[Stored data entries]
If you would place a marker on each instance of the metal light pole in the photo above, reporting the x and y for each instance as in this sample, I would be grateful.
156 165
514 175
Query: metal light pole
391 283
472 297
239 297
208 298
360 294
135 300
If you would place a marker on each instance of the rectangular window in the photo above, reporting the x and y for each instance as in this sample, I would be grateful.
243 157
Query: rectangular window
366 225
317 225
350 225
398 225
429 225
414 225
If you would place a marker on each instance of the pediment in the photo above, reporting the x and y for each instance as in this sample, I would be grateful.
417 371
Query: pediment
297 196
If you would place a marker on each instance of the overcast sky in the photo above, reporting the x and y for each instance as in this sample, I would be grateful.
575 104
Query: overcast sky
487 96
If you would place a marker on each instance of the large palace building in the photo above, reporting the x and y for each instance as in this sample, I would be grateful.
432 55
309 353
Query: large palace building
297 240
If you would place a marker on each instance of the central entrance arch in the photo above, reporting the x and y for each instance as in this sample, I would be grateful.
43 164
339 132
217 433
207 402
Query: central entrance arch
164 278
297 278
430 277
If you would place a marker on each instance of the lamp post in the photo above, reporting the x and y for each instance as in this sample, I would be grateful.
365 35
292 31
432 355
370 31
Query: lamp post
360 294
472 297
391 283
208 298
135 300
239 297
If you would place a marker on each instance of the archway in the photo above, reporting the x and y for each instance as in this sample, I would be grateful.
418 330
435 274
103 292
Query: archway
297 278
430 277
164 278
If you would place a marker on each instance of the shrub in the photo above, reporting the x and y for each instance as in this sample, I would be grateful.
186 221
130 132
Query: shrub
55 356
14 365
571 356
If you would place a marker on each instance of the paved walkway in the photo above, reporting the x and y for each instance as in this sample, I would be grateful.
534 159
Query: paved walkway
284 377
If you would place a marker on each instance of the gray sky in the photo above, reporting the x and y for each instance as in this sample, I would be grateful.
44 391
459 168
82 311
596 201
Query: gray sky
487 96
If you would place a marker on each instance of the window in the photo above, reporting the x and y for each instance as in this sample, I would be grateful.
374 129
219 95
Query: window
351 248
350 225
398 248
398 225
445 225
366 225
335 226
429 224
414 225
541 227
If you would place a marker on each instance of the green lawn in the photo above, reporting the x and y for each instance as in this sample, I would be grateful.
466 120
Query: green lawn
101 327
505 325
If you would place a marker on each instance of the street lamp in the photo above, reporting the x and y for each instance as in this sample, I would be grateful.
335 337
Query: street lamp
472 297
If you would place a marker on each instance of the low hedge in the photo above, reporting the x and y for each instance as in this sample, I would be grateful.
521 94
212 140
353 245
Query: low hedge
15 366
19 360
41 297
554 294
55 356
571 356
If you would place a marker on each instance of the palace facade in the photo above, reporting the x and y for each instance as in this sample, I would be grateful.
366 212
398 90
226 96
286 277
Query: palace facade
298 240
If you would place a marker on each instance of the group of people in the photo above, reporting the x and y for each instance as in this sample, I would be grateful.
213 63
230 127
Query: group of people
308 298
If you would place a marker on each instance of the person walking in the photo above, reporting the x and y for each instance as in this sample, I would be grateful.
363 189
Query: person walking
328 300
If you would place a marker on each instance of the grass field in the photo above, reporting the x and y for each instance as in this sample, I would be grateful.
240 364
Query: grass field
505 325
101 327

§ **WHAT IS REQUIRED**
Your answer must be an exact copy of every record.

§ **WRITTEN SOLUTION**
If you would place a marker on each instance of the metal light pole in the photo above, reporting the x and y for each instance as in this sample, I would be grateful.
156 165
514 175
Query: metal light pole
391 283
472 297
239 297
208 298
360 294
135 300
If you would place a marker on each instance of the rectangular window in the photo above, reporting the x and y for each instance as in this sample, I would be grateful.
243 157
Query: rectangular window
366 225
317 225
350 225
398 225
429 225
414 225
If you would place a marker on each instance of the pediment in the photo above, reporting the x and y for each instance as in this sample, I would be grateful.
417 371
Query: pediment
297 196
If you would place a marker on each instance of the overcast sky in the photo above, reporting the x and y for each instance as in this sample, I would be grateful.
575 104
Query: overcast sky
487 96
If you would place a marker on each instance of the large palace building in the photo above, reporting the x and y for each instance as in this sample, I would be grateful.
432 55
309 353
Query: large palace building
297 240
If you would place a marker on each instance of the central entrance arch in the photo above, reporting the x and y for each instance as in this sample, I would be grateful.
43 164
339 132
217 433
207 402
Query: central entrance arch
164 278
297 278
430 277
If you would place a marker on each instance of the lamp post in the photo above, reporting the x and y for each instance as in this sample, I would be grateful.
365 35
292 31
432 355
370 31
Query: lamp post
360 294
472 297
391 283
208 298
135 300
239 297
If you would place a marker on each instance of the archway in the photo above, reporting the x and y for each instance as in this sample, I would be grateful.
418 330
435 274
103 292
Query: archway
297 278
430 277
164 278
If you would place a marker on each instance of the shrub in the photo above, reporting the x and y for each instance as in this sample, I would be grateful.
186 221
130 132
Query: shrub
55 356
14 365
571 356
If you would place a marker on each instance of the paved walkway in the photo above, reporting the x and y for each instance as in this sample, I would be grateful.
534 159
Query: paved walkway
284 377
If you would place a marker on each instance of the gray sky in the photo above, reporting the x and y for each instance as in this sample, I would be grateful.
44 391
459 168
82 311
596 201
Query: gray sky
487 96
If you would place a marker on each instance of the window in the photo above, reporting the x and y for each instance as in this sample, I would be grateful.
374 129
219 95
Query: window
351 248
350 225
398 248
398 225
445 225
366 225
335 226
429 224
414 225
541 227
If you would place a marker on each instance of the green lawn in the photo above, reporting the x and y for each instance as in this sample, I would be grateful.
466 120
Query: green lawn
101 327
505 325
If you would place a marker on each instance of the street lamp in the photo above, reporting the x and y for each instance as in this sample, I would be grateful.
335 337
Query: street lamp
472 297
If you would place a marker on each instance of the low hedge in the photo above, reporting the x and y for each instance as in this sample, I would be grateful.
521 94
212 140
353 245
Query: low hedge
15 366
19 360
41 297
554 294
55 356
571 356
If you would place a marker on each instance of the palace facade in the photo above, reporting the x and y for each instance as in this sample, I would be grateful.
366 212
398 90
226 96
286 277
Query: palace facade
298 240
If you would place a marker on each instance of the group of people in the photo above, reporting the x and y for each instance as in this sample, I would be grateful.
213 63
230 127
Query: group of people
308 298
If you would place a marker on each instance of the person walking in the photo above, reporting the x and y for each instance as in this sample, I would be grateful.
363 189
Query: person walking
328 300
If you would place a marker on each instance of the grass field in the photo above, reporting the x and y for each instance as in this sample, I would be grateful.
240 364
Query: grass field
505 325
101 327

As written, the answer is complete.